* **Brief**: Count how many lines of the records below contain the string "MultiPolygon", treating uppercase and lowercase as distinct, and reply with the number alone.

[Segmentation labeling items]
# # # # #
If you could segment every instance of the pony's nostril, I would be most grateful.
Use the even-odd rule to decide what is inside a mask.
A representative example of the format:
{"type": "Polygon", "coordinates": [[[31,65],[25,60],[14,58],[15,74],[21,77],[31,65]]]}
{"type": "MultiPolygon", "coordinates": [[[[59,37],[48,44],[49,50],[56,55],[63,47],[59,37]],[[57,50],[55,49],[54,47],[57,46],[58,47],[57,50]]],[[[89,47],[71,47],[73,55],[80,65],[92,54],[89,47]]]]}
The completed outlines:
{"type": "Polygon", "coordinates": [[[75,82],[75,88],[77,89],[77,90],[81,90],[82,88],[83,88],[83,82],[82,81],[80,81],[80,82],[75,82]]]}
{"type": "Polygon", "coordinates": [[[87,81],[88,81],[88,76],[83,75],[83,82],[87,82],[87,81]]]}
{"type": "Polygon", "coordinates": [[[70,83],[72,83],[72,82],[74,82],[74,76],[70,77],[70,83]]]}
# # # # #
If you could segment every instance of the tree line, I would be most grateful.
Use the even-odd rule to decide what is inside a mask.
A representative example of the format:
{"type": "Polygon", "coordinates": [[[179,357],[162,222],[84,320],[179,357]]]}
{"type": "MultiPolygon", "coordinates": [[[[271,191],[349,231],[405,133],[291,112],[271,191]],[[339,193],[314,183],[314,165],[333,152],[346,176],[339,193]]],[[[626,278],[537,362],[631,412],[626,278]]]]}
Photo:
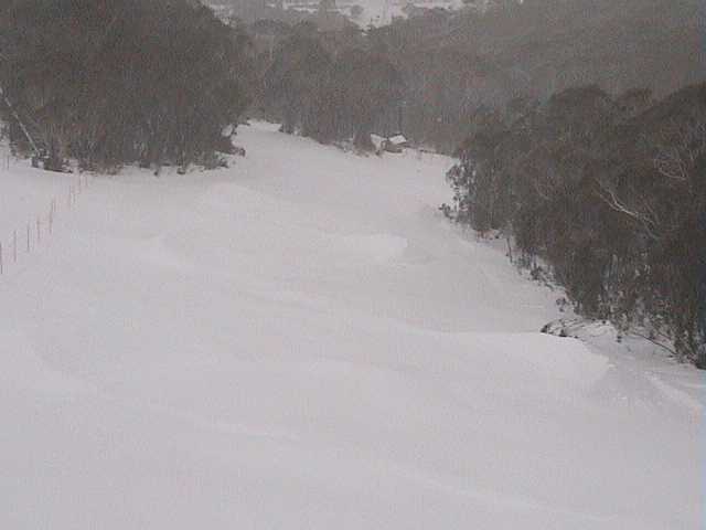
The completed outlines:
# # # # #
* **Task response**: 2